Filter the listing below so that only the lines containing the string "skin" remain, and copy those lines out. Treat uppercase and lowercase letters as different when matching.

▸ Raw data
---

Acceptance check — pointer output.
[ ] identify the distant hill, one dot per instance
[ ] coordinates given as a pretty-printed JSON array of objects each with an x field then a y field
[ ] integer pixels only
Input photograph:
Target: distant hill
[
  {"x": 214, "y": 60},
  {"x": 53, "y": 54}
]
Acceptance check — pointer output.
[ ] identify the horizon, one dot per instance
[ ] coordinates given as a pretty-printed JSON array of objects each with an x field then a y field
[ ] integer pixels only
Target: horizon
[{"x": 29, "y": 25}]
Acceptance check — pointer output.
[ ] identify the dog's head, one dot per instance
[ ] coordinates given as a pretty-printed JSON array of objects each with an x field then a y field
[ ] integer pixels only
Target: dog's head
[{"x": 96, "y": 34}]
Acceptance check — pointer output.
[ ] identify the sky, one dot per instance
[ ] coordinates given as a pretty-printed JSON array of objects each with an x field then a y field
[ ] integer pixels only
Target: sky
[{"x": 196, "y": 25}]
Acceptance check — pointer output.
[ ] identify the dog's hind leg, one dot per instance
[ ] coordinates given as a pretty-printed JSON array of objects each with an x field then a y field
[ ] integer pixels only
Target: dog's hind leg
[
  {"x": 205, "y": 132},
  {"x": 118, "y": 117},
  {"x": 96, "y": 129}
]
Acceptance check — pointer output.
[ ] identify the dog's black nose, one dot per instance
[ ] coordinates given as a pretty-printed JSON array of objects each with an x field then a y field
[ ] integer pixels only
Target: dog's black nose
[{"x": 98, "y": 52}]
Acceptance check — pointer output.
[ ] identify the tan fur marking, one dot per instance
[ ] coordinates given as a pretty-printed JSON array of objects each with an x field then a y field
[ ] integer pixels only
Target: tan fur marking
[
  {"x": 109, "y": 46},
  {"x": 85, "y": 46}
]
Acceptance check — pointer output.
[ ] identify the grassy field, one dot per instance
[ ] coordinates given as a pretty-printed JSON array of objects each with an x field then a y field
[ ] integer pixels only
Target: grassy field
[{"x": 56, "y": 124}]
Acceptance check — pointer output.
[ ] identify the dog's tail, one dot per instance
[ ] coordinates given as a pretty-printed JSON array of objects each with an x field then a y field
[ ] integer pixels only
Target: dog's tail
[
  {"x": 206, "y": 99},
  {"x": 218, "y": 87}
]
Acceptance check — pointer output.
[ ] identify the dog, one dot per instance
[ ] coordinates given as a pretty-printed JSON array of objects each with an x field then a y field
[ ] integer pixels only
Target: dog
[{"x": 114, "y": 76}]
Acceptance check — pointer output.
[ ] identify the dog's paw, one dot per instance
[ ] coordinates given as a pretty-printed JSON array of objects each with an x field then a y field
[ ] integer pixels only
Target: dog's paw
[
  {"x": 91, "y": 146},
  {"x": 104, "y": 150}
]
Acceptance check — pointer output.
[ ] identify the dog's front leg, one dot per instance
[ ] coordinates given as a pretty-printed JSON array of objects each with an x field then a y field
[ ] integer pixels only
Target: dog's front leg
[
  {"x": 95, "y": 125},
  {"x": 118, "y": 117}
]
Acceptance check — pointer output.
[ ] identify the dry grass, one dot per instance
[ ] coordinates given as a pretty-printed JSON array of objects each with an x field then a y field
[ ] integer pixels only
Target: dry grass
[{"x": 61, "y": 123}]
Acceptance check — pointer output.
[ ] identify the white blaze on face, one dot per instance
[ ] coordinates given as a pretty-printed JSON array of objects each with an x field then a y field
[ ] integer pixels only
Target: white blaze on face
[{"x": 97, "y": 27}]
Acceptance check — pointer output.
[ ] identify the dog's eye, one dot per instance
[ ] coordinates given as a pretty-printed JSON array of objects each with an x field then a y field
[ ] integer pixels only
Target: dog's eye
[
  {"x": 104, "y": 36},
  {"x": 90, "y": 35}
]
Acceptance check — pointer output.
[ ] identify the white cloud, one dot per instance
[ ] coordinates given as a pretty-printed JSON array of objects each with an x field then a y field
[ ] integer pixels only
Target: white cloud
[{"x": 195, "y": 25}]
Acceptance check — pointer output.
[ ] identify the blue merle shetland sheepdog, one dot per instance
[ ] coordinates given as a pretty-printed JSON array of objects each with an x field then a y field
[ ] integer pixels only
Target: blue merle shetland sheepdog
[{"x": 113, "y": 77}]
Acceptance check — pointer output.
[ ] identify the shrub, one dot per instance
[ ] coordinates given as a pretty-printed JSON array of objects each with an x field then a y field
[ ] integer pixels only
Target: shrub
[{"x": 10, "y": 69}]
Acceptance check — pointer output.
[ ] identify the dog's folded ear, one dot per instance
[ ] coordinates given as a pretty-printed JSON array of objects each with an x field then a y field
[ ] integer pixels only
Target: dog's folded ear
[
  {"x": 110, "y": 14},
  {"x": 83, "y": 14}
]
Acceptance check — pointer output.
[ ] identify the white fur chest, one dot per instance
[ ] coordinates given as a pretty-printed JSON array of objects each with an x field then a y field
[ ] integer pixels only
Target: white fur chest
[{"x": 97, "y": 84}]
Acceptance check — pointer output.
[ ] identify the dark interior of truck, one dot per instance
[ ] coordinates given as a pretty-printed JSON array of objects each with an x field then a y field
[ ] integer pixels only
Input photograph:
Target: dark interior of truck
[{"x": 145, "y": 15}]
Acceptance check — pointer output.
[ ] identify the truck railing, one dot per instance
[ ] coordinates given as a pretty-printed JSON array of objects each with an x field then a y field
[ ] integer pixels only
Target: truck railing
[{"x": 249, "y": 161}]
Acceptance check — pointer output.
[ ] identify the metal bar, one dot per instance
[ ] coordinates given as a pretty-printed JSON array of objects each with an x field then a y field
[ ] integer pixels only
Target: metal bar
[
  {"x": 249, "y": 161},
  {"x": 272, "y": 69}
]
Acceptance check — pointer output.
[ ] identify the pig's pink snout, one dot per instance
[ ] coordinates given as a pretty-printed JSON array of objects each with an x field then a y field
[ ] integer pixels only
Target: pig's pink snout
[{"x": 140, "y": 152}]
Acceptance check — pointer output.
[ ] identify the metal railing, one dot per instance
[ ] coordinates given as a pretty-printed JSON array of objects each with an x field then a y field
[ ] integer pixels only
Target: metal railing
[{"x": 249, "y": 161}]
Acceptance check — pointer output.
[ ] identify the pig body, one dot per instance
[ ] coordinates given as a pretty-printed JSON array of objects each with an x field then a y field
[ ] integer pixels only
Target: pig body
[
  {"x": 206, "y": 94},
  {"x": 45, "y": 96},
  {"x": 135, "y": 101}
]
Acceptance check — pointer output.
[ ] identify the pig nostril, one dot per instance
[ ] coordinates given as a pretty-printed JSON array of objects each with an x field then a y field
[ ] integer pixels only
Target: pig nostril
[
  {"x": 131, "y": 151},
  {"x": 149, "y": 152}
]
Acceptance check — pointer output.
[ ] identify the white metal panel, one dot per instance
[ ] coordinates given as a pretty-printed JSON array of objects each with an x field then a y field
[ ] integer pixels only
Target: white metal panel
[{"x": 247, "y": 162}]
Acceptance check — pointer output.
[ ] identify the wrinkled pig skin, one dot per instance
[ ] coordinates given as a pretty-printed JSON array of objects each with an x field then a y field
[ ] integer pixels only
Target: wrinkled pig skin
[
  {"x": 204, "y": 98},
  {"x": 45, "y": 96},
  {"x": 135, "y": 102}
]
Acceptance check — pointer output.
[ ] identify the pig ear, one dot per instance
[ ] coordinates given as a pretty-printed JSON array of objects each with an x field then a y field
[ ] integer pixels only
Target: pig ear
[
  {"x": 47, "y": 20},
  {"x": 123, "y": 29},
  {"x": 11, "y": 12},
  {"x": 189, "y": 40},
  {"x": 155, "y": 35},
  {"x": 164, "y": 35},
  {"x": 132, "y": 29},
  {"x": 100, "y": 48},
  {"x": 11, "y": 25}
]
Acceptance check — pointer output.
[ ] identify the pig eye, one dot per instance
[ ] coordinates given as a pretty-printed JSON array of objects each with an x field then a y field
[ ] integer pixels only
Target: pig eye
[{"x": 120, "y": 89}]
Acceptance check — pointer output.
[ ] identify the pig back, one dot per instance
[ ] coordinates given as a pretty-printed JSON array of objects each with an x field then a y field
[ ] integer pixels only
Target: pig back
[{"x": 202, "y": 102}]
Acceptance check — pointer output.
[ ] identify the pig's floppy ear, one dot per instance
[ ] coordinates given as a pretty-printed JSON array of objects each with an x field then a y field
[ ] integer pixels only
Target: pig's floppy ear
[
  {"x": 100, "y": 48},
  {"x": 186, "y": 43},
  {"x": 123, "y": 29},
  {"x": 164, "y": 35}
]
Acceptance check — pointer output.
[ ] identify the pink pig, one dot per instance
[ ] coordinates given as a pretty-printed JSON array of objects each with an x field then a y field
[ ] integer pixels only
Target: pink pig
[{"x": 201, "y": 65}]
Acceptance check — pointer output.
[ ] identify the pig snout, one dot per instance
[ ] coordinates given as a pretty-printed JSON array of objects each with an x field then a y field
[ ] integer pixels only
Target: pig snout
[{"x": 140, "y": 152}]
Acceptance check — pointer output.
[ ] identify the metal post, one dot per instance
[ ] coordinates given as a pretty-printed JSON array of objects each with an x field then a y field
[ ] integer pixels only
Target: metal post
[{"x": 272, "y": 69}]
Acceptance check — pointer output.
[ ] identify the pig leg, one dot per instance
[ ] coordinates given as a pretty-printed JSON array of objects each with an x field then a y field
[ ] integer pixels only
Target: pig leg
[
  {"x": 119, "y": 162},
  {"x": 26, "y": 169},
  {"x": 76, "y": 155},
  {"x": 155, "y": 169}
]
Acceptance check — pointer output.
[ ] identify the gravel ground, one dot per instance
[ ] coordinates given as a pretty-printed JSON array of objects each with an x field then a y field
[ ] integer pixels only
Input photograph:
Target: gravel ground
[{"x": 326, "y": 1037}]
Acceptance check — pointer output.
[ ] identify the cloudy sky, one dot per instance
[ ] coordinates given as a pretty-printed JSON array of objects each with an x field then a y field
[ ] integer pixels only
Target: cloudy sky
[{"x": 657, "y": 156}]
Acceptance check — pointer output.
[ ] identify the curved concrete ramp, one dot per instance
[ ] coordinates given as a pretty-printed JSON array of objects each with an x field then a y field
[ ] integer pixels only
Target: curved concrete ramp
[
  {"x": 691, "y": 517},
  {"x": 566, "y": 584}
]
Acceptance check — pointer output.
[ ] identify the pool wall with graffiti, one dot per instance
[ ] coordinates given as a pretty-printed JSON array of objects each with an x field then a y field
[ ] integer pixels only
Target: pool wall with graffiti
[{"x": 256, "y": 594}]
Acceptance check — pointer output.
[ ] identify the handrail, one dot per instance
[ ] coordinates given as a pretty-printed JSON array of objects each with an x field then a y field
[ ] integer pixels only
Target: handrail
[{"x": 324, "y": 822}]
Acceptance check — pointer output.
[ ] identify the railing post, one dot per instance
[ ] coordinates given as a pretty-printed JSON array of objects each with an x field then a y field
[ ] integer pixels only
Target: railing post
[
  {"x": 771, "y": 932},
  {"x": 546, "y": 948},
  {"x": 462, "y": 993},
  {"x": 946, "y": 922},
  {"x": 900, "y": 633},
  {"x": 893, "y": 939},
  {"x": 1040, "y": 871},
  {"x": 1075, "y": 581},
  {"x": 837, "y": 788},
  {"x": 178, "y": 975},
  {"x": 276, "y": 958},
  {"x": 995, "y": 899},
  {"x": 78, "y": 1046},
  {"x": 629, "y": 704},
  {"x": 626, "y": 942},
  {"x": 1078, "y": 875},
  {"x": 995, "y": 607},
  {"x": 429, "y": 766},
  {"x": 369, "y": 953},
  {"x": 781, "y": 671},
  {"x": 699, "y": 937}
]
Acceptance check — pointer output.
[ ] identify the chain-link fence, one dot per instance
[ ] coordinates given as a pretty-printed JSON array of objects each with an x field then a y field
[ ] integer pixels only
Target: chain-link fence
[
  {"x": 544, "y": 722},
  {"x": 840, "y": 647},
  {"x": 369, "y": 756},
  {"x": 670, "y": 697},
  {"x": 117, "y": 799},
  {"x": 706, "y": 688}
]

---

▸ Task response
[ ] identify the wrinkled pig skin, one dot per instance
Target: wrinkled pig skin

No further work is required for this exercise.